A Korean research team has presented the first ever findings on the minke whale genome.
The world’s largest mammal, the whale, is assumed to have shifted its habitat from land to sea some 60 million years ago. As it did so, the mammal body had to adapt to an aquatic environment. These new findings, accordingly, have become a valuable academic source on evolution itself.
In addition, the marine mammal is known to have many genes similar with human genes. The new study on how they successfully adapted to an ocean environment is expected to contribute to future studies of human diseases.
The project has been led by researchers at the Korea Institute of Ocean Science and Technology (KIOST) and at the Theragen Bio Institute, along with 24 other domestic and international institutions. The team conducted a full genome sequencing of the whale’s DNA, applying what’s called next generation sequencing (NGS) technology on common minke whales (Balaenoptera acutorostrata) found in coastal waters. The NGS technology allows scientists to see the DNA sequence of an organism’s genome.

**Tasks and exercises:**
a: Duplicate the minke whale passage, starting with "The world’s largest" and going on through "of human diseases.".
b: What scientific name does the minke whale passage give for the common minke whale?

**Dataset content:**
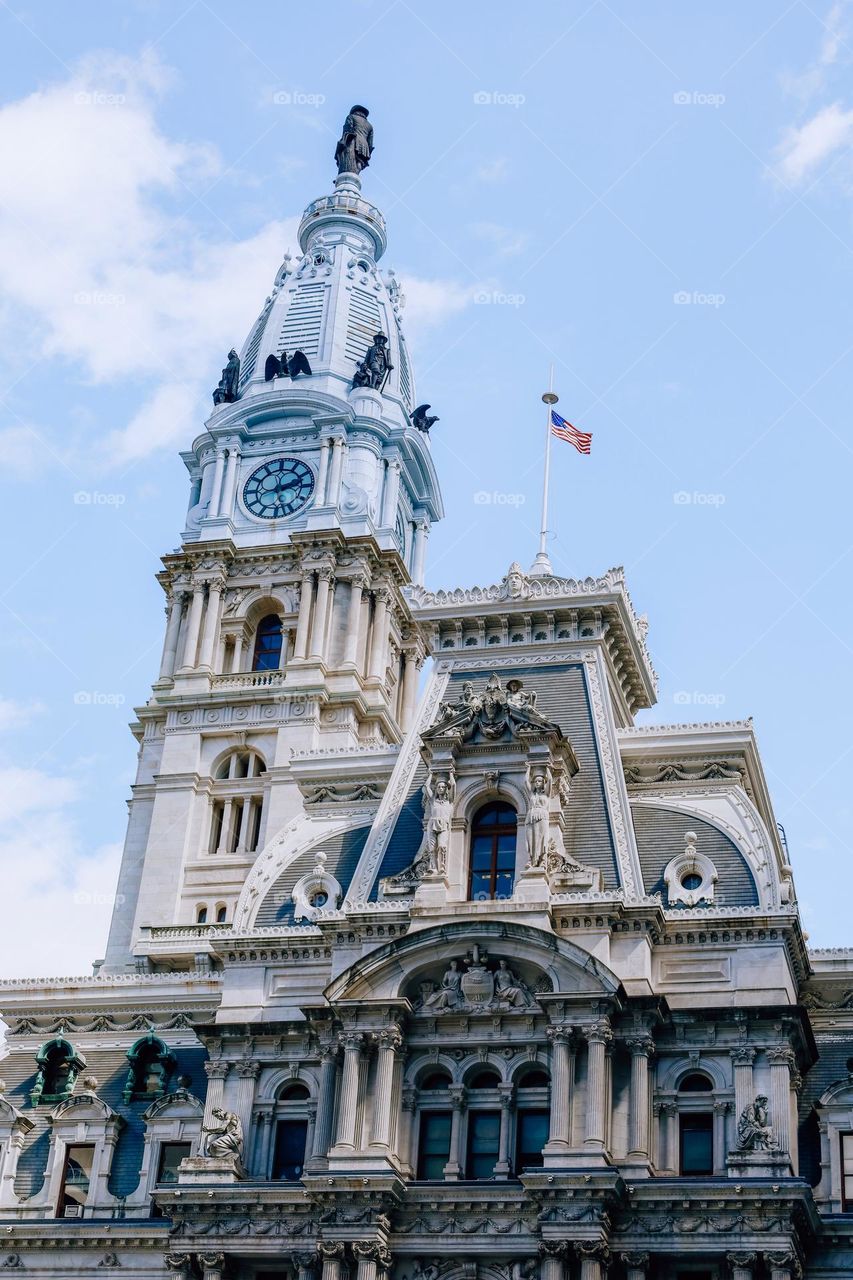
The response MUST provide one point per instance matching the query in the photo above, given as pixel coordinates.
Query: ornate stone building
(456, 978)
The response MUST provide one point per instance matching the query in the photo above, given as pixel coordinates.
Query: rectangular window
(532, 1134)
(76, 1179)
(170, 1156)
(288, 1159)
(433, 1148)
(847, 1173)
(483, 1143)
(697, 1142)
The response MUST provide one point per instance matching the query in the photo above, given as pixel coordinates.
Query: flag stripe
(564, 430)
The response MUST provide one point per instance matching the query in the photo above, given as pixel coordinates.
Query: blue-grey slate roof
(660, 837)
(342, 854)
(562, 698)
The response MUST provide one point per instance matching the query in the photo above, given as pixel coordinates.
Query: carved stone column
(635, 1265)
(349, 1106)
(598, 1036)
(324, 1125)
(562, 1080)
(332, 1256)
(781, 1066)
(642, 1048)
(373, 1258)
(594, 1260)
(389, 1043)
(743, 1060)
(552, 1255)
(454, 1166)
(742, 1265)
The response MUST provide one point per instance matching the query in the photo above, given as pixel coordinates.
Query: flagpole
(541, 566)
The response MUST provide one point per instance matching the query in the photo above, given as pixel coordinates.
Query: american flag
(564, 430)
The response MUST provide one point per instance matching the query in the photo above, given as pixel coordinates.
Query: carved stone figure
(538, 817)
(438, 812)
(448, 993)
(422, 420)
(509, 988)
(753, 1130)
(374, 369)
(355, 145)
(226, 1138)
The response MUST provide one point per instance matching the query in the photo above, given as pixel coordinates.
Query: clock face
(278, 489)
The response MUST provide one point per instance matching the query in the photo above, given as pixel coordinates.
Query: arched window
(268, 644)
(493, 839)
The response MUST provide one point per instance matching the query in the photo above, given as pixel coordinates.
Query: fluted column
(325, 1102)
(379, 639)
(598, 1036)
(454, 1166)
(323, 472)
(781, 1065)
(641, 1048)
(391, 493)
(419, 553)
(302, 622)
(389, 1043)
(215, 1070)
(192, 629)
(211, 622)
(215, 488)
(552, 1255)
(320, 611)
(351, 1079)
(562, 1072)
(173, 627)
(635, 1265)
(742, 1265)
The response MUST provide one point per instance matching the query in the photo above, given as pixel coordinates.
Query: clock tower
(290, 649)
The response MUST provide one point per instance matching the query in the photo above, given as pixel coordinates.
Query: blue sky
(656, 199)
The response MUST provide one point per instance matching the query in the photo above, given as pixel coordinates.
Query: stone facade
(468, 978)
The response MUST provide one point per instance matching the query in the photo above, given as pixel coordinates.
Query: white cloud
(58, 900)
(807, 146)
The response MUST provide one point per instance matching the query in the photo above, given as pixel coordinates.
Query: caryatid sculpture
(538, 817)
(355, 145)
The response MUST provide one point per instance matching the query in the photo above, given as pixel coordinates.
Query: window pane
(290, 1150)
(433, 1150)
(170, 1156)
(530, 1138)
(483, 1142)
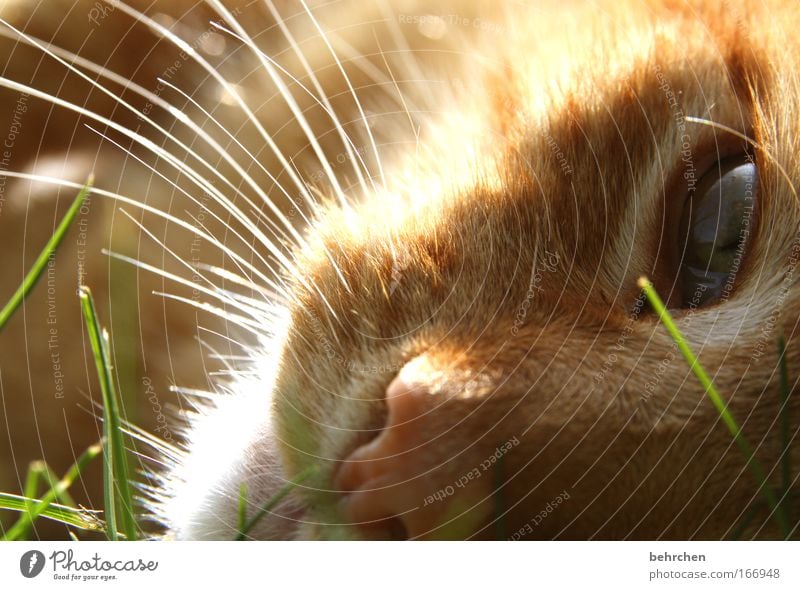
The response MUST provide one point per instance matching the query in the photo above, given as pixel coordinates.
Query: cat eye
(714, 229)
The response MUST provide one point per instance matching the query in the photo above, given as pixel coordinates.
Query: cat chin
(230, 454)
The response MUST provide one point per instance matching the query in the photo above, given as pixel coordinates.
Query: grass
(55, 503)
(779, 509)
(117, 492)
(50, 248)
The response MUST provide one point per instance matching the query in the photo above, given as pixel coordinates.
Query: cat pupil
(714, 230)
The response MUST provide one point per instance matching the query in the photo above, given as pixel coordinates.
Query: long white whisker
(299, 117)
(238, 214)
(149, 209)
(352, 90)
(227, 86)
(191, 172)
(354, 156)
(215, 291)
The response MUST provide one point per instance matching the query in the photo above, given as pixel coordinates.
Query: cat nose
(401, 484)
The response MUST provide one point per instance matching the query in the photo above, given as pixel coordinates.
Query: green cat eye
(714, 229)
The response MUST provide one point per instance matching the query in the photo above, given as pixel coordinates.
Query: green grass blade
(76, 517)
(57, 491)
(41, 262)
(744, 446)
(116, 482)
(272, 502)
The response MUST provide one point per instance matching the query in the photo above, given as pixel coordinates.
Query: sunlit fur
(548, 173)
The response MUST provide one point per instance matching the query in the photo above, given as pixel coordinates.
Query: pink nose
(398, 484)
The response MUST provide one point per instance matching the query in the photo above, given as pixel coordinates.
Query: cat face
(467, 353)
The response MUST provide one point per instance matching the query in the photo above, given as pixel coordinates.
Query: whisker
(321, 98)
(327, 42)
(289, 99)
(227, 86)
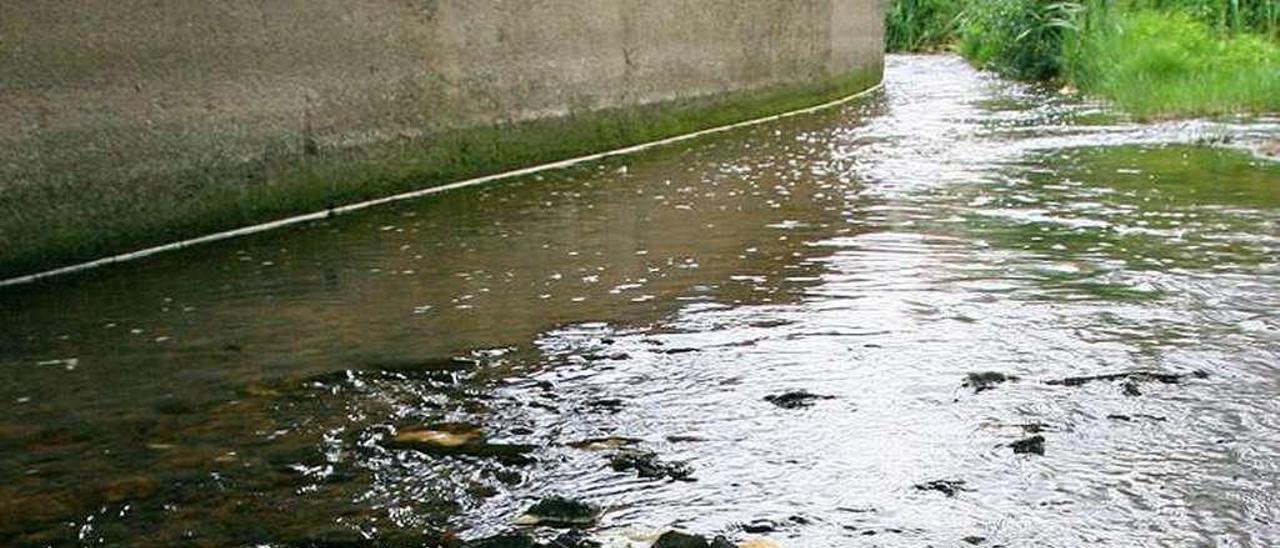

**Results:**
a:
The world’s largest mammal, the whale, is assumed to have shifted its habitat from land to sea some 60 million years ago. As it did so, the mammal body had to adapt to an aquatic environment. These new findings, accordingly, have become a valuable academic source on evolution itself.
In addition, the marine mammal is known to have many genes similar with human genes. The new study on how they successfully adapted to an ocean environment is expected to contribute to future studies of human diseases.

b: Balaenoptera acutorostrata